START DATA EXTRACTS
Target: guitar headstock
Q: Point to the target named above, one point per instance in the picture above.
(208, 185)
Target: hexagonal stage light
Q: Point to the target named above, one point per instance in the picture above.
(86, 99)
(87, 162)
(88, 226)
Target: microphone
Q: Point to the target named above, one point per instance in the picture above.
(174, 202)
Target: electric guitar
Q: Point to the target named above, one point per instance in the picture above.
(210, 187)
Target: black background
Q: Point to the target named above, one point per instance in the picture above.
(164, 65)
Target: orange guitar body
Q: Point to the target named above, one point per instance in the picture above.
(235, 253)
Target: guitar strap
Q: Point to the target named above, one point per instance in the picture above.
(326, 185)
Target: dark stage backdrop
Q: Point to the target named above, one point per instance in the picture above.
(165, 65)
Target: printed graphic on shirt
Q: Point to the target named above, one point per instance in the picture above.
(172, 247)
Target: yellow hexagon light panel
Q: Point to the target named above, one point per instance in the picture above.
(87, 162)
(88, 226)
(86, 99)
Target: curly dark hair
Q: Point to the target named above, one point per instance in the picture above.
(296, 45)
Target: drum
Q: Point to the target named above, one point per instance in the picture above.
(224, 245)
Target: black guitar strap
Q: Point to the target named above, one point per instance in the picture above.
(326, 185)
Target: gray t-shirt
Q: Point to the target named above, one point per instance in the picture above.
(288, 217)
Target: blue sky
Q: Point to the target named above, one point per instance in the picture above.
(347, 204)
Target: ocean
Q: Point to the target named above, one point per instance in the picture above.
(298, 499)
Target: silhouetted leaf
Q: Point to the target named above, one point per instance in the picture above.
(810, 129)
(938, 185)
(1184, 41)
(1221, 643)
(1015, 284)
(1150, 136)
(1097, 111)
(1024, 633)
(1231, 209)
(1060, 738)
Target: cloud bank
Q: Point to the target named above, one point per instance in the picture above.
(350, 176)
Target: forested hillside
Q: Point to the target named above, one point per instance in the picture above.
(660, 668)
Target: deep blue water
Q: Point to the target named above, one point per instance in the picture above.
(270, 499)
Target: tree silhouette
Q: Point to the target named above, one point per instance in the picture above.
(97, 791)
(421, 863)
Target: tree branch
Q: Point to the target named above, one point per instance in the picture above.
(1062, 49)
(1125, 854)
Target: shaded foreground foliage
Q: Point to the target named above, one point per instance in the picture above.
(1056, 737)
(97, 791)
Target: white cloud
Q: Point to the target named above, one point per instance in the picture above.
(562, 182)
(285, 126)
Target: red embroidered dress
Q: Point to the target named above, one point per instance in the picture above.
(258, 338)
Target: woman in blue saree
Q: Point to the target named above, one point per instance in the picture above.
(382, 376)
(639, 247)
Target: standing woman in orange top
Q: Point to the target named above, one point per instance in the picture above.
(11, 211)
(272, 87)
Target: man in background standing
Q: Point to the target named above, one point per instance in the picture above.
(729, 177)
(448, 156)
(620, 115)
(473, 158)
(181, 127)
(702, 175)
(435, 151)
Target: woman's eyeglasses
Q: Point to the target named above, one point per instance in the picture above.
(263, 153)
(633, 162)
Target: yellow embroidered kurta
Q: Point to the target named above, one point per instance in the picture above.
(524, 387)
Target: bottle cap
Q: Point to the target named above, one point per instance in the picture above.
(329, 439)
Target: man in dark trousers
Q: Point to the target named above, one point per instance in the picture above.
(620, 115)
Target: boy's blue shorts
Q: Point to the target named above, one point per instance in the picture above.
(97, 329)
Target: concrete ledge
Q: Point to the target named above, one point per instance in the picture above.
END DATA EXTRACTS
START DATA EXTRACTS
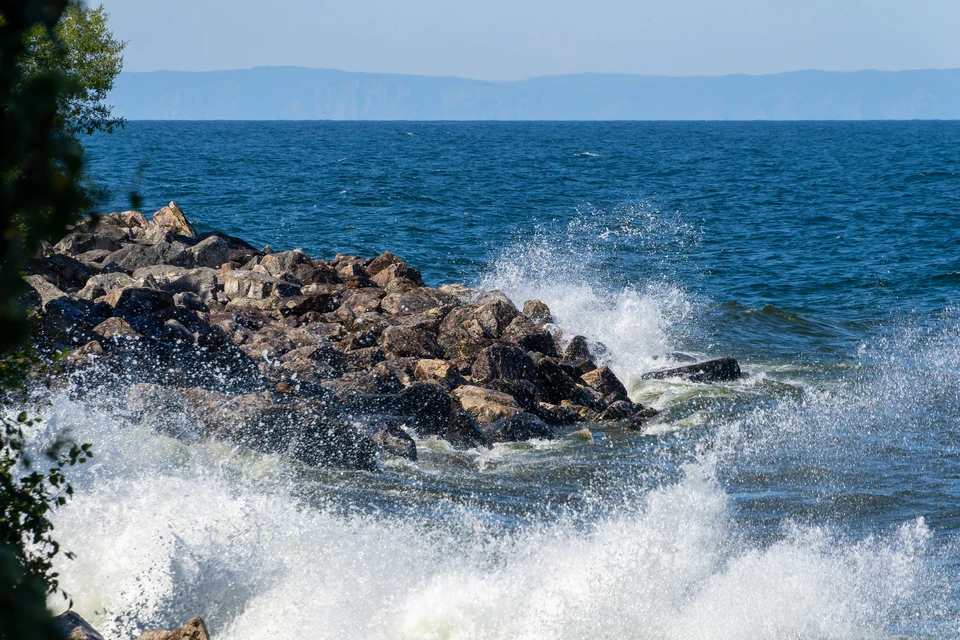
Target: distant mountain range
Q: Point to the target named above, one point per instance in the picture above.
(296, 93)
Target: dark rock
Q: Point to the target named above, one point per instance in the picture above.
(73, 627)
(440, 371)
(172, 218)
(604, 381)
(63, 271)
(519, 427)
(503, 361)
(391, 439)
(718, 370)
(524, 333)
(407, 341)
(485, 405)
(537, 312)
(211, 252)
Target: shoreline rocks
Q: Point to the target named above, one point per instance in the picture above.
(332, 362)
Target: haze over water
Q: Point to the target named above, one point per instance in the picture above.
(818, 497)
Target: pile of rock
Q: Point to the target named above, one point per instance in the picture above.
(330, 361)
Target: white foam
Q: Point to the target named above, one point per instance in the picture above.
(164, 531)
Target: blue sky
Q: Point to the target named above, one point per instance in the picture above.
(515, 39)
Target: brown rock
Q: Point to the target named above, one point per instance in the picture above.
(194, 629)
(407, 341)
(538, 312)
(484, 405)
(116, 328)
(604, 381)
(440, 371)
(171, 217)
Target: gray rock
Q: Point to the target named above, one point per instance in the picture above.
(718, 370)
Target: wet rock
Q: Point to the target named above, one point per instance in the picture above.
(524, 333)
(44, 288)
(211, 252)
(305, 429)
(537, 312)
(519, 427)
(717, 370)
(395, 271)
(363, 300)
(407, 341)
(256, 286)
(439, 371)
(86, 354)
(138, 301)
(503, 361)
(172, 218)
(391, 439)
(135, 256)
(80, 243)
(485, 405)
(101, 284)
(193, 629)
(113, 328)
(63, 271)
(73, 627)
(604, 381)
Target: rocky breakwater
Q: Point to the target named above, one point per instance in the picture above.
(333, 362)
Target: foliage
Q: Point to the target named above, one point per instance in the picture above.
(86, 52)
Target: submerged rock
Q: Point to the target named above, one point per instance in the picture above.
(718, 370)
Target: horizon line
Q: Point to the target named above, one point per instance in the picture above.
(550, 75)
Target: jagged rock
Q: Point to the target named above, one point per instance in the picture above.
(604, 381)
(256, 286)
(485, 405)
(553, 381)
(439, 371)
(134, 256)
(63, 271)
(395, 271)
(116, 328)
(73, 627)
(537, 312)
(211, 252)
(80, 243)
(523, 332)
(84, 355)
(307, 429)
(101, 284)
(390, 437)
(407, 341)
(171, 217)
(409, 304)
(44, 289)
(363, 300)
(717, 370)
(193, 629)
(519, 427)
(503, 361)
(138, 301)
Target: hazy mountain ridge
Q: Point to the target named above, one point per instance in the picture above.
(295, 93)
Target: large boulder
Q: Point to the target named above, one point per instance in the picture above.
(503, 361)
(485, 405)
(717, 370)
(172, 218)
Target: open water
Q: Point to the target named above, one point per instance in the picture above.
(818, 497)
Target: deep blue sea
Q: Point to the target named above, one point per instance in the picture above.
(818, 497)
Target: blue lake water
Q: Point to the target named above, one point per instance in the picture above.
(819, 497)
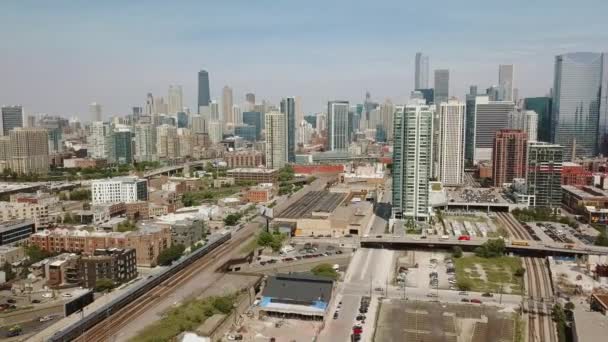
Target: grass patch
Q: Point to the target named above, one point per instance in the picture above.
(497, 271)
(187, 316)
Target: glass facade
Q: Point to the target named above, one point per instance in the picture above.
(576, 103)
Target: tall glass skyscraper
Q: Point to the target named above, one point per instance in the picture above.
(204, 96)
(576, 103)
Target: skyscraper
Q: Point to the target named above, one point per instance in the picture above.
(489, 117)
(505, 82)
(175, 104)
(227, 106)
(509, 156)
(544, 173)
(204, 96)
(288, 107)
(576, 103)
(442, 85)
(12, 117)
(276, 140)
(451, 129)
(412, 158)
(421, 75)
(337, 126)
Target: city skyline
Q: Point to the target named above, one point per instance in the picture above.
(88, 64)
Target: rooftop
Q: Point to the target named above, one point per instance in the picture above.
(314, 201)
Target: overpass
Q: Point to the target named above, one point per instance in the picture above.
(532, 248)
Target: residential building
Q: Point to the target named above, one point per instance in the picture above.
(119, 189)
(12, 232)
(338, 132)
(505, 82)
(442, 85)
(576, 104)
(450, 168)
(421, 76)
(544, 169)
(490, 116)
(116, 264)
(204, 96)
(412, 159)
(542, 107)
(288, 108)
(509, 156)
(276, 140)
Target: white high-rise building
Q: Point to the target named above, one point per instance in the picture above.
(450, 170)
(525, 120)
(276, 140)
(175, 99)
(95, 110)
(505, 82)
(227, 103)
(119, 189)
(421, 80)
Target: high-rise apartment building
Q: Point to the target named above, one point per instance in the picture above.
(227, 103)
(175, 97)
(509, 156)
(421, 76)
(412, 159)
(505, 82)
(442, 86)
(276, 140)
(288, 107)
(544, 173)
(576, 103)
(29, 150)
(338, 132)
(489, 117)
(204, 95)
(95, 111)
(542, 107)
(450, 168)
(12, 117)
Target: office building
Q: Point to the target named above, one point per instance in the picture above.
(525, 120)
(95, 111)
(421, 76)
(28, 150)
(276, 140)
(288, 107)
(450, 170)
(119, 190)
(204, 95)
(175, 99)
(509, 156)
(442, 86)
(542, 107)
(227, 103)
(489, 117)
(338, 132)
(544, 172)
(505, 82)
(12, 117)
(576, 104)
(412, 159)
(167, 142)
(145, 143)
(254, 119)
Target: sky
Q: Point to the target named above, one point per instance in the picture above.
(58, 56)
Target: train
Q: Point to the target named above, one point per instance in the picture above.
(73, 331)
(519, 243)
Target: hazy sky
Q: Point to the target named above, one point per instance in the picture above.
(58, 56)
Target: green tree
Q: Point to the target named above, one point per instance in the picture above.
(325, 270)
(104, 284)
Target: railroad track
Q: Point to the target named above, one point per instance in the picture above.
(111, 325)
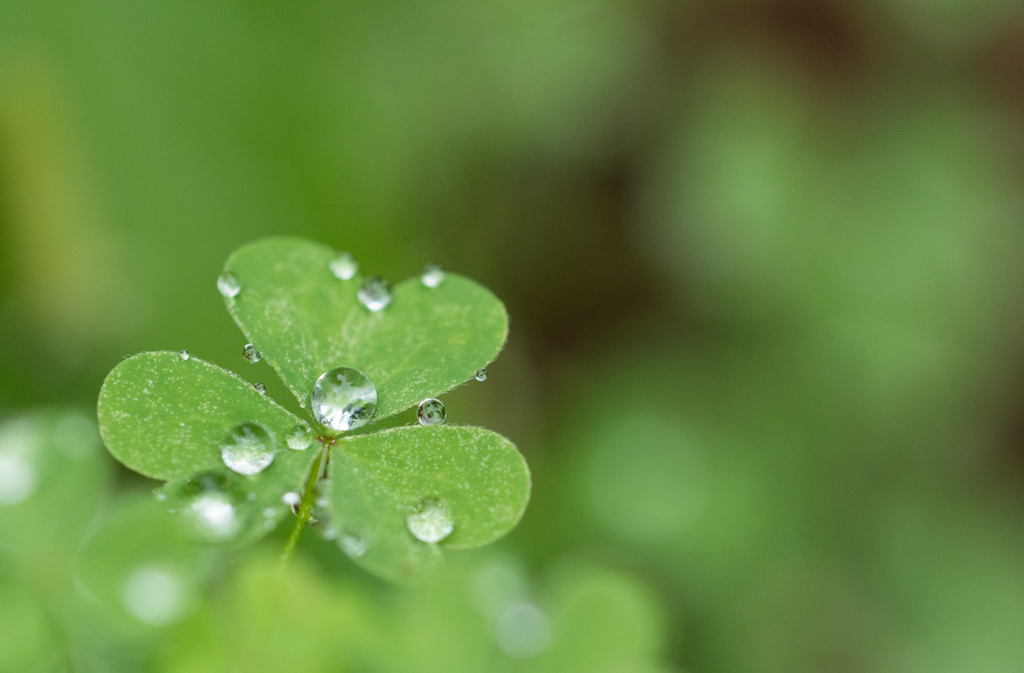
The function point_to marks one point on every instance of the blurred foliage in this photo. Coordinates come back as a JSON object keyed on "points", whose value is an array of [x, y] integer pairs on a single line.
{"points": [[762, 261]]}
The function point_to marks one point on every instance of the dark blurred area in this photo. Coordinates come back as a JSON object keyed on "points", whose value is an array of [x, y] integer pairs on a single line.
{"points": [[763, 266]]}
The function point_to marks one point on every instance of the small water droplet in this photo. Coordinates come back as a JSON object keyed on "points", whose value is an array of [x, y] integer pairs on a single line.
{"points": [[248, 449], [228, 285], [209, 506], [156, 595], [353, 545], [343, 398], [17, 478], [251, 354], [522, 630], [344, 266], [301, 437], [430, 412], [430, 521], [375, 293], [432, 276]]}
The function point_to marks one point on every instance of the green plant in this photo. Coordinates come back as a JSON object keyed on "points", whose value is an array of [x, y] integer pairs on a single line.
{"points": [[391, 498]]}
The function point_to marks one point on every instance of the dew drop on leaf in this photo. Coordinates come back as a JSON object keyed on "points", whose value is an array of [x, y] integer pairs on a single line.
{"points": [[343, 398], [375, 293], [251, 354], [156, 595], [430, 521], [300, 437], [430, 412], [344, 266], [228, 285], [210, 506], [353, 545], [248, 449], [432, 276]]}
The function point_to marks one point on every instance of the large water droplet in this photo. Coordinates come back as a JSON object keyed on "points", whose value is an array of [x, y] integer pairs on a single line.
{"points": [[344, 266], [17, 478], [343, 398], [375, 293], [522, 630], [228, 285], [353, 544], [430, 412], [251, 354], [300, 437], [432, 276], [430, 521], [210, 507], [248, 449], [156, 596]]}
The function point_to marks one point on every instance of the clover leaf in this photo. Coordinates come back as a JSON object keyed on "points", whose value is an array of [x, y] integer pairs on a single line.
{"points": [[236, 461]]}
END DATA EXTRACTS
Look above for the line holding "Target: guitar headstock" and the line holding "Target: silhouetted leaf", then output exactly those two lines and every line between them, nothing more.

Target: guitar headstock
Q: Point to the target named above, one point per instance in the picture above.
(208, 185)
Target: hexagonal stage light
Q: Point to the target named above, one point per instance in the picture above.
(86, 99)
(87, 162)
(88, 226)
Target: microphone
Q: Point to the target named above, one point per instance in the picture above.
(174, 202)
Target: electric guitar
Q: Point to the target named above, one point per instance in the picture above.
(210, 187)
Target: black background
Q: Point to the target named above, one point per instance in the picture above.
(164, 65)
Target: orange guitar body
Q: Point to the target named above, one point per instance in the picture above.
(235, 253)
Target: guitar strap
Q: Point to the target named above, one point per instance in the picture above.
(326, 185)
Target: dark stage backdrop
Q: Point to the target named above, one point per instance in the picture above.
(165, 65)
Target: printed graphic on shirt
Q: Point to the target named above, one point per instance in the picture above.
(172, 247)
Target: yellow hexagon light panel
Q: Point to the target named above, one point per instance in the picture above.
(87, 162)
(88, 226)
(86, 99)
Target: curly dark hair
Q: Point to the target named above, one point per instance in the picture above.
(296, 45)
Target: drum
Q: Point to the target named above, one point per instance in the picture above.
(224, 245)
Target: black guitar strap
Q: Point to the target named above, one point per instance in the picture above.
(326, 185)
Target: gray t-shirt
Q: Point to the target named above, one point per instance in the picture above.
(288, 217)
Target: blue sky
Q: Point to the target named above, one point per instance in the picture above.
(347, 204)
Target: ocean
Q: Point to the target named above, one point per instance in the picture above.
(298, 499)
Target: silhouetted leaf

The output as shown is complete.